> Work order
The reply must consist of the entire listing, reproduced exactly.
● ● ● ●
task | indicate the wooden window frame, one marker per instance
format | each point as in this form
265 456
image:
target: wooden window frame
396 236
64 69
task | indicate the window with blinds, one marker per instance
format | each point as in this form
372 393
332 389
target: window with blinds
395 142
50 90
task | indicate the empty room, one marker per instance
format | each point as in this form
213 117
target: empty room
● ● ● ●
> Output of the exercise
task | indicate the wooden window frame, one marker per instance
format | each point as in this form
265 456
image:
target: wooden window frame
396 236
64 69
task | indicate the window with blinds, one marker per instance
format | each point as in this form
372 393
332 389
target: window with blinds
395 142
50 90
task | indicate the empty room, one marker per instance
format | each point as in this form
213 117
target: empty room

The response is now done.